▶ _Given information_
== Segment start ==

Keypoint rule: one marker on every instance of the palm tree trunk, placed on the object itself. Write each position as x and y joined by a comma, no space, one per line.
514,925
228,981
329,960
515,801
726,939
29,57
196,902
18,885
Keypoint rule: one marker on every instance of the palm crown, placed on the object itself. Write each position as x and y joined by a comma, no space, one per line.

== Segment end ==
== Segment start ==

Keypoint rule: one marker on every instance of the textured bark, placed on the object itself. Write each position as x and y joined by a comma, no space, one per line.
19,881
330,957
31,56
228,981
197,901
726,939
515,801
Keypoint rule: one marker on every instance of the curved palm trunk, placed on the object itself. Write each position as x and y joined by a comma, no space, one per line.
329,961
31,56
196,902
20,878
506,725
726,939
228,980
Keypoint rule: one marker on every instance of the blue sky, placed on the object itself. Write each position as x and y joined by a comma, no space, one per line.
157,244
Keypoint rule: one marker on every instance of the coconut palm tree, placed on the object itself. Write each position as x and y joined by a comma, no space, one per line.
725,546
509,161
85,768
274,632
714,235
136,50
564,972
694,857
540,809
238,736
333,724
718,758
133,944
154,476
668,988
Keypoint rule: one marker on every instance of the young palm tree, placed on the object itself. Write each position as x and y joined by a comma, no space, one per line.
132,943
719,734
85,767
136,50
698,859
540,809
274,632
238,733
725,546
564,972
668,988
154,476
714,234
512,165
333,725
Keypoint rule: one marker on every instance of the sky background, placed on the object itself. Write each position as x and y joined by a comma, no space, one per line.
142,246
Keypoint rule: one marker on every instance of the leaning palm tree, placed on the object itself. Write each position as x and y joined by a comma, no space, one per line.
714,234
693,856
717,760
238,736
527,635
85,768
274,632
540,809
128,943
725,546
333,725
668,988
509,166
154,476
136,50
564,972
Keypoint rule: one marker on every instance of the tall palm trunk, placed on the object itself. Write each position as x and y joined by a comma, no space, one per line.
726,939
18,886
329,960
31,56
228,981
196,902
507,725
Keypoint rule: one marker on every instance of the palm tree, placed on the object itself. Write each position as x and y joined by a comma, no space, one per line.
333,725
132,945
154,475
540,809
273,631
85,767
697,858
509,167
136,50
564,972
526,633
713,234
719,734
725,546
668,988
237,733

== Segment end ==

▶ _Exercise instructions_
From the listing above, repeat exactly the lines starting at the line that includes "tree trunk, placed" and ending at the line that includes "palm crown, placed", with nothing outside that span.

▶ _Answer space_
Keypoint rule: one marker on every instance of the palm tree trunk, placed on the object itself. Write each position as x and y joined by a comma, no space, one per line.
514,925
228,981
329,960
515,801
726,939
29,57
196,902
18,885
Keypoint rule: one marker on every instance of the palm crown, placed on the object itself. Write each position as x and y joined by a comma, no space, one per line.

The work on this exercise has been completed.